### Trecho fornecido
══════════

São locais que exigem que você conviva obrigatoriamente em sociedade por muitas horas seguidas sem um descanso enquanto até no trabalho você tem um horário de almoço em que pode ouvir música enquanto come e ignorar o resto da existência humana por uns 40 minutos. Nem isso as crianças têm.
Não é de hoje que eu penso que a escola é um ambiente estressor e para alguns casos muito específicos eu defendo sim a prática do ensino domiciliar que UM DIA eu prometo escrever sobre, mas não agora. Não somente na escola, mas também em casa ou em festas ou qualquer lugar onde há uma criança (ou mais) sejam elas típicas ou atípicas, é estranho como os adultos querem cobrar delas comportamentos que nem eles mesmos têm.
Crianças são seres impulsivos e curiosos por natureza. Eles falam na lata o que pensam, perguntam o que querem saber e se não está bom ali ,querem sair. A vida com eles é bem simples (e eu gosto muito mais das crianças que de adultos, teje dito).

══════════

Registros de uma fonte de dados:
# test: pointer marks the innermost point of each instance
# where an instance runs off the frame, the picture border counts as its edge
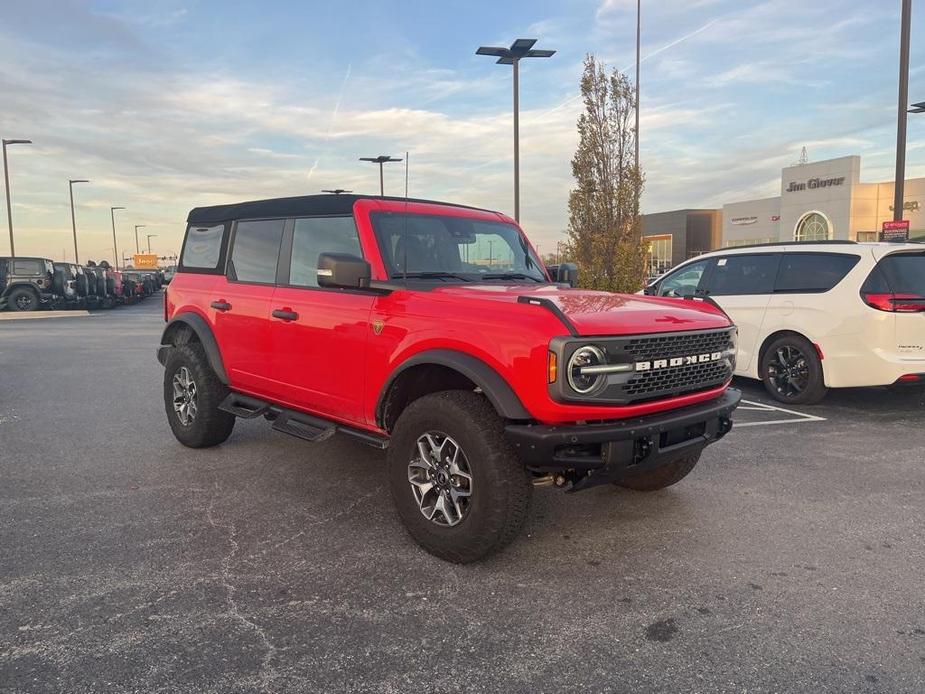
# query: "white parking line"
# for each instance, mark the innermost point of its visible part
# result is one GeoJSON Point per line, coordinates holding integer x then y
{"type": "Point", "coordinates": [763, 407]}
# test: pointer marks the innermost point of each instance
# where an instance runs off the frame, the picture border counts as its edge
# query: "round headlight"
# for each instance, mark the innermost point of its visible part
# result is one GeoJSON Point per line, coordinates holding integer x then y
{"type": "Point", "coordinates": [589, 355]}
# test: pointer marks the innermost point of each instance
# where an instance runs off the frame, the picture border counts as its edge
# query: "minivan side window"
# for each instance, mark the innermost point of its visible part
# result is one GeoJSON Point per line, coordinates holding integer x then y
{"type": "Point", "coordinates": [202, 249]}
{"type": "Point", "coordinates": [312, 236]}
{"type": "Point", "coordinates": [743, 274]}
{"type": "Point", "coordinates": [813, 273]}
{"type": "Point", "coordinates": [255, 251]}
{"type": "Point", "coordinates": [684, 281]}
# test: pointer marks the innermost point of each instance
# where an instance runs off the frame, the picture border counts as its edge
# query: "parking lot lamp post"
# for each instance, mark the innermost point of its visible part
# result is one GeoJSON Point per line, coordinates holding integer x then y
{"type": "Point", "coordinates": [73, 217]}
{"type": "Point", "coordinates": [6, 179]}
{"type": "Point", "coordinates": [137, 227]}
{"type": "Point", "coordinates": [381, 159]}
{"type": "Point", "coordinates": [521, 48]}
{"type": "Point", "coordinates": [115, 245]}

══════════

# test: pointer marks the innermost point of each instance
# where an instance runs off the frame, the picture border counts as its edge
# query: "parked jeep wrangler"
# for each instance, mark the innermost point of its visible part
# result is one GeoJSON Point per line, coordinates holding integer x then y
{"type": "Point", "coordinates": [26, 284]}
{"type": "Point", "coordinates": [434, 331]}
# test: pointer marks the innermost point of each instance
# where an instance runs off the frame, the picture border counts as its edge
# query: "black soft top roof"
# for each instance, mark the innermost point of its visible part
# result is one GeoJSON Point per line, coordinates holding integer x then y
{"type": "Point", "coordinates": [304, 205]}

══════════

Resuma o trecho em duas frases.

O trecho descreve a escola como um ambiente estressor, onde as crianças precisam conviver em sociedade por muitas horas seguidas sem o descanso que até o trabalho oferece no horário de almoço. Critica ainda os adultos que cobram das crianças comportamentos que nem eles mesmos têm, já que as crianças são impulsivas e curiosas por natureza, falam o que pensam, perguntam o que querem saber e querem sair quando não estão bem.